TASK REQUIREMENTS —
Reproduce every line that appears below, precisely and completely.
Start of INFORMATION SHOWN
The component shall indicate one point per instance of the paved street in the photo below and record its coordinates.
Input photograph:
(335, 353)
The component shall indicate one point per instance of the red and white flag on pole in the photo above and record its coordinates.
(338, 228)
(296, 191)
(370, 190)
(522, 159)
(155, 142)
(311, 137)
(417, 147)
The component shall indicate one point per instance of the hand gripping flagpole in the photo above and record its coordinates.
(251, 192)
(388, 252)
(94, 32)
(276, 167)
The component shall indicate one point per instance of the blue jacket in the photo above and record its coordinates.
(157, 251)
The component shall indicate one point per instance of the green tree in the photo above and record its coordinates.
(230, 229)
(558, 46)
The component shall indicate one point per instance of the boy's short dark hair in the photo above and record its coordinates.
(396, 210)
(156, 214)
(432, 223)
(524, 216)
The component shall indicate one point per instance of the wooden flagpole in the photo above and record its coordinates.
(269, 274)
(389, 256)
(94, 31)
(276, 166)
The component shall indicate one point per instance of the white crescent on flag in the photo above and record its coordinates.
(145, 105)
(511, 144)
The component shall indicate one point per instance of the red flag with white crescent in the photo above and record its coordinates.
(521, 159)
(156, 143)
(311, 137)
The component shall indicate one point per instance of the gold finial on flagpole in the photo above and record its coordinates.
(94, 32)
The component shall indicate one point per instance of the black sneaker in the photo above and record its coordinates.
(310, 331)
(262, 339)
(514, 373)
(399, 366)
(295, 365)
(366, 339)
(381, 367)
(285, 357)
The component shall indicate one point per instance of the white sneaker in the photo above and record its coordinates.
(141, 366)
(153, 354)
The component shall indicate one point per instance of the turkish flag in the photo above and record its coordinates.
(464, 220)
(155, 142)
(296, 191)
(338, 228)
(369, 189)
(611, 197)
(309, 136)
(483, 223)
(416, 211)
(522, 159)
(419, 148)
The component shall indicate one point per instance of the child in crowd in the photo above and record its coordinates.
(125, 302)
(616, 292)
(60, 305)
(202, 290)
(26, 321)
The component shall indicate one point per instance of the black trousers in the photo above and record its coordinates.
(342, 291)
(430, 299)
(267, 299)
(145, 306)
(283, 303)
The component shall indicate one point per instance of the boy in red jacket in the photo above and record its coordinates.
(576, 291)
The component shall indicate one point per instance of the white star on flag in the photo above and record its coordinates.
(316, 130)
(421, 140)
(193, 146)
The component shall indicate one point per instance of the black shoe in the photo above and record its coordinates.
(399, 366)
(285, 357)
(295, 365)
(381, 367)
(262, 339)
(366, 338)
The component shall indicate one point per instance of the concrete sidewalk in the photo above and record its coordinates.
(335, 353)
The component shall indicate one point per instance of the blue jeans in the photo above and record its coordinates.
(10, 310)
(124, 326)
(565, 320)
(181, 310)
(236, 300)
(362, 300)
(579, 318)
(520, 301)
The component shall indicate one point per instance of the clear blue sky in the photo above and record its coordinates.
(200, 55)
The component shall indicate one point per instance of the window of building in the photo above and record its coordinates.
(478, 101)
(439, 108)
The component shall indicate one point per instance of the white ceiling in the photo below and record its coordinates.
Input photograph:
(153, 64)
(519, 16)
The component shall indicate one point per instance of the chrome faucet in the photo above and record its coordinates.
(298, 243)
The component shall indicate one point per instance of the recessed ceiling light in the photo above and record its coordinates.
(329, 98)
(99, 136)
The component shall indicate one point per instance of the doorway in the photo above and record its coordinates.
End of INFORMATION SHOWN
SOLUTION FOR THIS EXERCISE —
The component shall indicate one point per instance of the paved street in the photo below and record its coordinates.
Input photograph:
(335, 353)
The component shall indicate one point per instance of the red and white flag on pole in the photo above and record its coordinates.
(338, 228)
(296, 191)
(370, 190)
(522, 159)
(155, 142)
(311, 137)
(417, 147)
The component shall indicate one point per instance of the hand gripping flagpole in the photo above and record its coordinates.
(251, 192)
(388, 252)
(94, 32)
(276, 167)
The component shall indicate one point per instance of the blue jacket in the photo above and record its coordinates.
(157, 251)
The component shall indicate one point per instance of the green tree in the photo above and record its coordinates.
(230, 229)
(558, 46)
The component shall indicate one point per instance of the boy's short dark hair in the photo above and record its coordinates.
(396, 210)
(156, 214)
(432, 223)
(524, 216)
The component shall indicate one point per instance of the wooden flagpole in the photo above and record its coordinates.
(269, 274)
(389, 256)
(94, 31)
(276, 166)
The component shall indicate one point per instance of the white crescent on flag in the photo above and record its coordinates.
(145, 105)
(511, 144)
The component shall indicate one point per instance of the red flag with white crescent in the photo above and record its coordinates.
(521, 159)
(156, 143)
(311, 137)
The component shall indicate one point per instance of the gold finial on flagpole in the photo above and record its coordinates.
(94, 32)
The component shall indicate one point per instance of the black sneaker in the photo above and record its coordinates.
(310, 331)
(262, 339)
(514, 373)
(399, 366)
(295, 365)
(366, 339)
(381, 367)
(285, 357)
The component shall indicate one point per instance of the white sneaker in the photo above and record its coordinates.
(141, 366)
(153, 354)
The component shall indicate one point per instance of the turkish flag in the photo above and record its coordinates.
(464, 220)
(155, 142)
(296, 191)
(338, 228)
(369, 189)
(611, 197)
(309, 136)
(483, 223)
(416, 211)
(522, 159)
(419, 148)
The component shall indicate one point per instance of the child in crowd in the photo above and record its coordinates.
(125, 302)
(616, 292)
(60, 305)
(202, 290)
(26, 321)
The component shall indicate one point per instance of the black trousers in the photo above and record its coordinates.
(342, 291)
(430, 299)
(267, 299)
(145, 306)
(283, 303)
The component shall indicate one point per instance of the boy in red jacket in the photo above and record its coordinates.
(576, 291)
The component shall indicate one point per instance of the white star on flag in the photo above and record its coordinates.
(316, 130)
(421, 140)
(193, 146)
The component shall indicate one point per instance of the black shoe in the photo above and record its coordinates.
(399, 366)
(285, 357)
(295, 365)
(381, 367)
(262, 339)
(366, 338)
The component shall indicate one point per instance of the concrete sidewalk in the photo above and record its coordinates.
(335, 353)
The component shall indicate one point per instance of the blue jeans in the photo above and record its coordinates.
(10, 310)
(124, 326)
(565, 320)
(181, 310)
(236, 300)
(362, 300)
(579, 318)
(520, 301)
The component shall indicate one point per instance of the clear blue sky in the photo above and record its coordinates.
(200, 55)
The component shall indicate one point per instance of the window of building in the photo above and record its coordinates.
(478, 101)
(439, 108)
The component shall indicate one point per instance of the white ceiling in the photo below and record its coordinates.
Input photograph:
(153, 64)
(519, 16)
The component shall indicate one point per instance of the chrome faucet in the photo above and record its coordinates.
(298, 243)
The component shall indicate one point per instance of the recessed ceiling light in the photo above and record its coordinates.
(329, 98)
(99, 136)
The component shall indicate one point per instance of the doorway in the photo above and record its coordinates.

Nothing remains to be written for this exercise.